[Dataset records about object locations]
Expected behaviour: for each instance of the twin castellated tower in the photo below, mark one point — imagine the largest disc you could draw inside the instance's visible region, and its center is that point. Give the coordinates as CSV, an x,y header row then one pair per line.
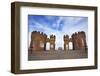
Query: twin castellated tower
x,y
39,41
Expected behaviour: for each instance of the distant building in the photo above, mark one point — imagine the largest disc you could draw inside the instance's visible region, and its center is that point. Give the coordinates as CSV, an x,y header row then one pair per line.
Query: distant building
x,y
39,41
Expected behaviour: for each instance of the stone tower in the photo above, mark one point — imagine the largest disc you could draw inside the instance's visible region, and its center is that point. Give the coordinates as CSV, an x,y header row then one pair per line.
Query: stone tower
x,y
79,41
66,42
52,42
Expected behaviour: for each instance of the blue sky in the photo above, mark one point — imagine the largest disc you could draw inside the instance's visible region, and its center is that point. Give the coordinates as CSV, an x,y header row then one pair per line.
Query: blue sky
x,y
57,25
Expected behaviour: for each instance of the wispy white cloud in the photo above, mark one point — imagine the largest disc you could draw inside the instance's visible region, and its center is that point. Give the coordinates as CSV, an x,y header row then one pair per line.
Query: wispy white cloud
x,y
67,25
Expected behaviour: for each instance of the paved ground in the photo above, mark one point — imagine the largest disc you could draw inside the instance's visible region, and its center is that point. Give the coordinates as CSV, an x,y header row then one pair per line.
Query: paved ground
x,y
52,55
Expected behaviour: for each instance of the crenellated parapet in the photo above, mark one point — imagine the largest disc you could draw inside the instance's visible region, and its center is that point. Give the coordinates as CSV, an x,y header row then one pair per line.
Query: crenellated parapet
x,y
52,42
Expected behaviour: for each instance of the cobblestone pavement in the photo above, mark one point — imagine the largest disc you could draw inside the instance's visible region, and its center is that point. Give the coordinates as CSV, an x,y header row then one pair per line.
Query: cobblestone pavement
x,y
57,54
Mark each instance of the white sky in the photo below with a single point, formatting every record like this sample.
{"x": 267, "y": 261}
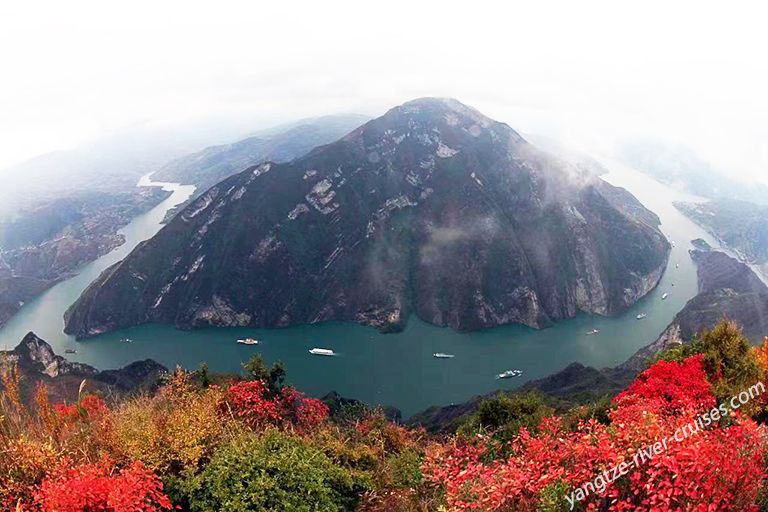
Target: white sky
{"x": 584, "y": 71}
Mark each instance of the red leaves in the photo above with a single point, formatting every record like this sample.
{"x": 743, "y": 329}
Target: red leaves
{"x": 716, "y": 469}
{"x": 669, "y": 386}
{"x": 91, "y": 407}
{"x": 254, "y": 404}
{"x": 101, "y": 487}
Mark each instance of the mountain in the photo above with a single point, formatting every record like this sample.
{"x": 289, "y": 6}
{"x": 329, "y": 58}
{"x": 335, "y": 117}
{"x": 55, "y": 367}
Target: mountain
{"x": 727, "y": 288}
{"x": 47, "y": 242}
{"x": 682, "y": 168}
{"x": 432, "y": 209}
{"x": 211, "y": 165}
{"x": 37, "y": 362}
{"x": 741, "y": 225}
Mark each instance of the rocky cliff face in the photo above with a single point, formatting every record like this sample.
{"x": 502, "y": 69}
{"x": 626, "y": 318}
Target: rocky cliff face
{"x": 50, "y": 241}
{"x": 727, "y": 289}
{"x": 36, "y": 362}
{"x": 432, "y": 209}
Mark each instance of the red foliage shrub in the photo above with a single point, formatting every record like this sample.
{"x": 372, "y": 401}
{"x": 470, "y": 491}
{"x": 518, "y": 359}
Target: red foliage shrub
{"x": 253, "y": 403}
{"x": 669, "y": 386}
{"x": 304, "y": 412}
{"x": 716, "y": 469}
{"x": 91, "y": 407}
{"x": 100, "y": 487}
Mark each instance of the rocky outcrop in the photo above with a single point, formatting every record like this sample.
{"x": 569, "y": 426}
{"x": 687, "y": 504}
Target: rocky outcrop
{"x": 739, "y": 225}
{"x": 49, "y": 242}
{"x": 36, "y": 362}
{"x": 727, "y": 289}
{"x": 432, "y": 209}
{"x": 575, "y": 384}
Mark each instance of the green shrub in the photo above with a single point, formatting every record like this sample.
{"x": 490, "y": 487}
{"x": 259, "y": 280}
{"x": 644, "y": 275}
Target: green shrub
{"x": 505, "y": 415}
{"x": 273, "y": 471}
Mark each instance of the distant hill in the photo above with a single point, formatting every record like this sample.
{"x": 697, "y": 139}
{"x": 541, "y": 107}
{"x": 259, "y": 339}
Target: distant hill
{"x": 741, "y": 225}
{"x": 431, "y": 209}
{"x": 280, "y": 144}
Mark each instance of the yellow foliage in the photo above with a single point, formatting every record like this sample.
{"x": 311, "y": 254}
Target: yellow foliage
{"x": 174, "y": 430}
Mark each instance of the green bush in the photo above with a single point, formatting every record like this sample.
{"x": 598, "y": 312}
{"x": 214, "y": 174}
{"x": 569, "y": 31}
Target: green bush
{"x": 505, "y": 415}
{"x": 273, "y": 471}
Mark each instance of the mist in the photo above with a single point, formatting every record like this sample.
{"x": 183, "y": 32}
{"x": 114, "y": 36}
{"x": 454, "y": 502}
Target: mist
{"x": 593, "y": 75}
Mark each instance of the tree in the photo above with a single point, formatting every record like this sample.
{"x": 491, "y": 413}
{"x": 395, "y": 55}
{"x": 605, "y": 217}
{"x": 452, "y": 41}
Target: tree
{"x": 273, "y": 471}
{"x": 257, "y": 369}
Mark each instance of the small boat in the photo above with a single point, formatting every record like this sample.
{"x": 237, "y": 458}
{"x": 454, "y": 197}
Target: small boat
{"x": 322, "y": 352}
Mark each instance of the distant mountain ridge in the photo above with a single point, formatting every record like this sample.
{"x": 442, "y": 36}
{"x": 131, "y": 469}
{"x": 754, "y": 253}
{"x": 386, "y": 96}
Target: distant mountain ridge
{"x": 213, "y": 164}
{"x": 432, "y": 209}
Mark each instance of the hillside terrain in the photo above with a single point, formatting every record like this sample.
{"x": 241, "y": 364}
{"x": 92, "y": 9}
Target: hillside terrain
{"x": 432, "y": 209}
{"x": 740, "y": 225}
{"x": 47, "y": 242}
{"x": 727, "y": 289}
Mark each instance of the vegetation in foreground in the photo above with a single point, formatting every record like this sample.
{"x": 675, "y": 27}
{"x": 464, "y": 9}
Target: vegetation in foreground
{"x": 209, "y": 443}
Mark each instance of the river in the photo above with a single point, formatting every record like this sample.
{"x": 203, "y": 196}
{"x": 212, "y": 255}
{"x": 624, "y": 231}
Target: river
{"x": 394, "y": 369}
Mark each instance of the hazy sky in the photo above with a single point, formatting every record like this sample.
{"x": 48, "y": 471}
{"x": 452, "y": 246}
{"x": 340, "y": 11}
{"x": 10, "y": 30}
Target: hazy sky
{"x": 587, "y": 72}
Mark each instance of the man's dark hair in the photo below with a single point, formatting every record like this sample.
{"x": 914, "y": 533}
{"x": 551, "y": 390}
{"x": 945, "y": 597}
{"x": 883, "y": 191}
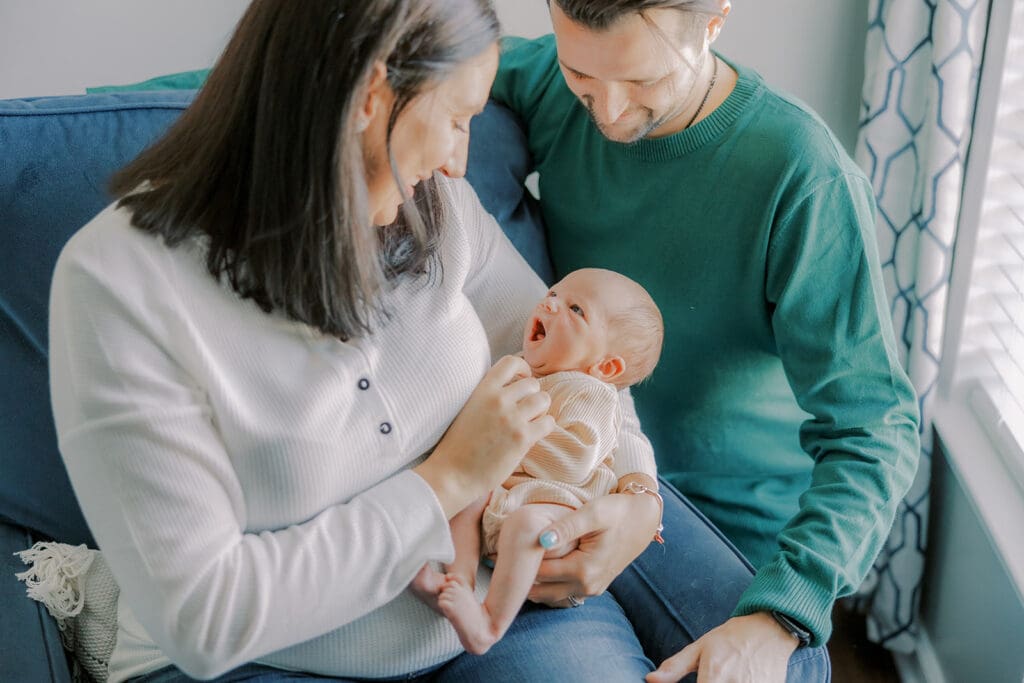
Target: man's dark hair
{"x": 265, "y": 165}
{"x": 600, "y": 14}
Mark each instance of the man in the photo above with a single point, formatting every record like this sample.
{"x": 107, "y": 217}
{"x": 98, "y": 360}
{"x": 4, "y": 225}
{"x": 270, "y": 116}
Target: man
{"x": 778, "y": 406}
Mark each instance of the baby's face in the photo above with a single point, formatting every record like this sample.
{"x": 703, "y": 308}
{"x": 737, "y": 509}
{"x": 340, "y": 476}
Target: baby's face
{"x": 569, "y": 327}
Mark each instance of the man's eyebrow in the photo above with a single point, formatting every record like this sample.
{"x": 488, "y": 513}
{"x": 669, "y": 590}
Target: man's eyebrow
{"x": 633, "y": 80}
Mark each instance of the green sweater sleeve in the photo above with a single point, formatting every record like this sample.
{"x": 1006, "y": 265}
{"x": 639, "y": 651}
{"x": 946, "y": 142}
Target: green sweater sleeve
{"x": 525, "y": 72}
{"x": 834, "y": 335}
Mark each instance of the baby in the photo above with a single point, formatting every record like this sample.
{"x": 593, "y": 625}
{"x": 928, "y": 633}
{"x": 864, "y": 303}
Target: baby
{"x": 595, "y": 332}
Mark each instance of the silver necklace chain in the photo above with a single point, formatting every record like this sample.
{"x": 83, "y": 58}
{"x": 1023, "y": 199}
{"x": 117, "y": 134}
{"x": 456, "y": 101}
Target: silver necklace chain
{"x": 711, "y": 86}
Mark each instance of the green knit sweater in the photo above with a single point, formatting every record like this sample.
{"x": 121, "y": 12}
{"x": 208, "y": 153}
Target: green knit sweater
{"x": 778, "y": 407}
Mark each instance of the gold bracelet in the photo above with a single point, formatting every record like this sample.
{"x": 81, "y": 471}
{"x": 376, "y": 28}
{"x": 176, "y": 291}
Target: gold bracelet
{"x": 637, "y": 488}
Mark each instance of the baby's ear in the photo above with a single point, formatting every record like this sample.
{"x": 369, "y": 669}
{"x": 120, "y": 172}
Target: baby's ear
{"x": 608, "y": 370}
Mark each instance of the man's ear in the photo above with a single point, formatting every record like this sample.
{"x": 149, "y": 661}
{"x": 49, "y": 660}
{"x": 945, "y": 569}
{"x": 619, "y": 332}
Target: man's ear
{"x": 608, "y": 370}
{"x": 715, "y": 25}
{"x": 378, "y": 93}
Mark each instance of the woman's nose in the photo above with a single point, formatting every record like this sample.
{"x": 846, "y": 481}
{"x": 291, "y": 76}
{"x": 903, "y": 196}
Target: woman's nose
{"x": 455, "y": 167}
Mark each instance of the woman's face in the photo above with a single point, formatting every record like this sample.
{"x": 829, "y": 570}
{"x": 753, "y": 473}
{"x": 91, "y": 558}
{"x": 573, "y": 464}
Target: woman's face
{"x": 430, "y": 134}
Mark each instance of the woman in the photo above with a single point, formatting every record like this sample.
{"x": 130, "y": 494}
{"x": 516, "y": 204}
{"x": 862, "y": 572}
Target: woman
{"x": 252, "y": 350}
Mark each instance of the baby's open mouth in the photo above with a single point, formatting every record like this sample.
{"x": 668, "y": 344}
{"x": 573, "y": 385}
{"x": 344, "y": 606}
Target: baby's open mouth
{"x": 538, "y": 333}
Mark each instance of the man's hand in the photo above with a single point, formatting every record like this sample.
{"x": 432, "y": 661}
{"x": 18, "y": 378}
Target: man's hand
{"x": 744, "y": 649}
{"x": 612, "y": 530}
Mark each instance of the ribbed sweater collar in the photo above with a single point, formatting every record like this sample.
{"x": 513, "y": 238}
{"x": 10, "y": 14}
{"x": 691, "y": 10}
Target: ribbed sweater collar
{"x": 749, "y": 87}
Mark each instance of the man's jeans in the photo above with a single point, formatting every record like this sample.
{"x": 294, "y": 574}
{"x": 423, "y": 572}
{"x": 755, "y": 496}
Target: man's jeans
{"x": 691, "y": 584}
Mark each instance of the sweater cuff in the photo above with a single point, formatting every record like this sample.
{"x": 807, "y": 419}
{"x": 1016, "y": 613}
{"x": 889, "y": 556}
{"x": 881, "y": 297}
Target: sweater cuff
{"x": 778, "y": 586}
{"x": 416, "y": 516}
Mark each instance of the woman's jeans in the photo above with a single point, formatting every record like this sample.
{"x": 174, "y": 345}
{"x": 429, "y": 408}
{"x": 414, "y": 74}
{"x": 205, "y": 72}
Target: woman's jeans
{"x": 672, "y": 594}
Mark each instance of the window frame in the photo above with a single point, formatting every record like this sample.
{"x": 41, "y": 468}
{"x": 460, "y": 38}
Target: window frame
{"x": 978, "y": 453}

● **WHAT TO PRODUCE**:
Produce an exact copy of the lines from the one containing "Mark each instance of the baby's open" through the last line, and of nothing else.

● **TASK ANSWER**:
Mark each instance of the baby's open mouth in the photo above with a single point, formatting every record like this sample.
{"x": 668, "y": 344}
{"x": 573, "y": 385}
{"x": 344, "y": 606}
Target: baby's open mouth
{"x": 538, "y": 333}
Mark each instance of the man's hand in the photo above with a single point, formatting every record like this sample.
{"x": 432, "y": 661}
{"x": 18, "y": 378}
Target: man's hand
{"x": 744, "y": 649}
{"x": 612, "y": 530}
Mark each instance of the ribbed sweater collar in the photo above with a single point, formatting every record like this sample.
{"x": 513, "y": 238}
{"x": 10, "y": 14}
{"x": 691, "y": 10}
Target: ribbed sweater collar
{"x": 749, "y": 87}
Mark each instance of the man's jeans in the photo above with a single point, formatting every record like this sample.
{"x": 294, "y": 574}
{"x": 423, "y": 572}
{"x": 755, "y": 496}
Target: man's jeans
{"x": 691, "y": 584}
Mark each instance of the sweater cuff in the photo above with a single point, formatting every record like this sample.
{"x": 807, "y": 419}
{"x": 1016, "y": 613}
{"x": 889, "y": 556}
{"x": 881, "y": 297}
Target: sweater cuff
{"x": 778, "y": 586}
{"x": 416, "y": 516}
Mark each instance of the woman's jeans in the photo above with a single point, formatting every record like this sample.
{"x": 174, "y": 345}
{"x": 429, "y": 408}
{"x": 414, "y": 74}
{"x": 205, "y": 72}
Target: woman's jeans
{"x": 672, "y": 594}
Mark each instance of the window frame in the photo above with a single point, formatting every record like this sample.
{"x": 41, "y": 468}
{"x": 460, "y": 38}
Target: window frame
{"x": 978, "y": 453}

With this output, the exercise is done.